[Data excerpts]
__________________________________________________

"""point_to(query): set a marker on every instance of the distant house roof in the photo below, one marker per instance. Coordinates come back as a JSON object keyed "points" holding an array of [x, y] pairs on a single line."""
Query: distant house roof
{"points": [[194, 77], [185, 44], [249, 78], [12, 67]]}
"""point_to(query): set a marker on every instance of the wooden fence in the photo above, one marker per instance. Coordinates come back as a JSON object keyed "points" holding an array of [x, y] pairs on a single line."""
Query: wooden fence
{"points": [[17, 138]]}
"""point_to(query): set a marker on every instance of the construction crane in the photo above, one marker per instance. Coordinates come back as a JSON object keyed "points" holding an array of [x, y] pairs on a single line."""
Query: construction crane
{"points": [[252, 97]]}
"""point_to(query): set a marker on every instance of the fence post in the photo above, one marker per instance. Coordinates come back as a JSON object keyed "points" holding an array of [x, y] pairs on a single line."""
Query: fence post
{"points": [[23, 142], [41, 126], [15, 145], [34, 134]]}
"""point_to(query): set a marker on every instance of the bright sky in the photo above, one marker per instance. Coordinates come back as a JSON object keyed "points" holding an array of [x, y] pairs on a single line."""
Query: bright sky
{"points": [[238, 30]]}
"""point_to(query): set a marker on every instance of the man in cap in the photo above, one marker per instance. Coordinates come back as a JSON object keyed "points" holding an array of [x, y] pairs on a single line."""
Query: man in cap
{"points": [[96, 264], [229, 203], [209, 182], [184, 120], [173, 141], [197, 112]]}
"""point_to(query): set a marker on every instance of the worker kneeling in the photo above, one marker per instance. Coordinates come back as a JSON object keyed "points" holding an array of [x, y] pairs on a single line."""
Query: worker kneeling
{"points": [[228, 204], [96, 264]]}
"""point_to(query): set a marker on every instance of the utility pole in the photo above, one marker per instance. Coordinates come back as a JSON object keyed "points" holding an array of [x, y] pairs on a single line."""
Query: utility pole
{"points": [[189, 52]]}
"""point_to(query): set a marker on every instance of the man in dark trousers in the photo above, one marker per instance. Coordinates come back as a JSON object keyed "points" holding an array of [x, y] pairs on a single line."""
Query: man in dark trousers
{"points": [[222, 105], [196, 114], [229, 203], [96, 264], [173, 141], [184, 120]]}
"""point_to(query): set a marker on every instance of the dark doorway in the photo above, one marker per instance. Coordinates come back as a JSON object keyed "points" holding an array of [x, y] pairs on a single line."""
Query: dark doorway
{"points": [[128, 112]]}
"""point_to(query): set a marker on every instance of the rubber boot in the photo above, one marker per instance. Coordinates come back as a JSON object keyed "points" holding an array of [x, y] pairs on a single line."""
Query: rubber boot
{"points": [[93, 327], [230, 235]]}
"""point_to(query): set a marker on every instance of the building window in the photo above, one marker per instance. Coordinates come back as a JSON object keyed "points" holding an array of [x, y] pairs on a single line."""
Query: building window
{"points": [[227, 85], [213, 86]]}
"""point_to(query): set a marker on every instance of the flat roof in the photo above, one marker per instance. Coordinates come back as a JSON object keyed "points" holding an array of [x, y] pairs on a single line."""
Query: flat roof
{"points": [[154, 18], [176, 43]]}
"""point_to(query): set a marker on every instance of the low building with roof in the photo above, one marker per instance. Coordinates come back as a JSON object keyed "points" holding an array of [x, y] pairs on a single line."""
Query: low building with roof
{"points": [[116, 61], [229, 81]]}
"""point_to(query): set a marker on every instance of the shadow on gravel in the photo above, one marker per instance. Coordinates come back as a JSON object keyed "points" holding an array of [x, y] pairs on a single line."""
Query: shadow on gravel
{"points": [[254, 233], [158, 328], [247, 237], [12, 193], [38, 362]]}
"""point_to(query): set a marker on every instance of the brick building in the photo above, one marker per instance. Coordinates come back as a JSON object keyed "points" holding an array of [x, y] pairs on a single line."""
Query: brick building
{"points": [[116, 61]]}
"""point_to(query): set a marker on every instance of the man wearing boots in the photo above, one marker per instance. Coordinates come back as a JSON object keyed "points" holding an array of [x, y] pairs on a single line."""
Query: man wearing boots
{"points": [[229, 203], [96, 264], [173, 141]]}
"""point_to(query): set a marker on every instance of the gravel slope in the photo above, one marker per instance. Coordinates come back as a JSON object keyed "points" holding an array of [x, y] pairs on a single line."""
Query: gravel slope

__________________________________________________

[TASK REQUIREMENTS] Could you copy every line in the records that holds "slope"?

[WRITTEN ANSWER]
"""point_to(query): set a marker on every instance of the gravel slope in the photo above, one marker per instance. Coordinates come back as a JSON object keyed "points" holding an array of [x, y] pairs on a single line."""
Query: gravel slope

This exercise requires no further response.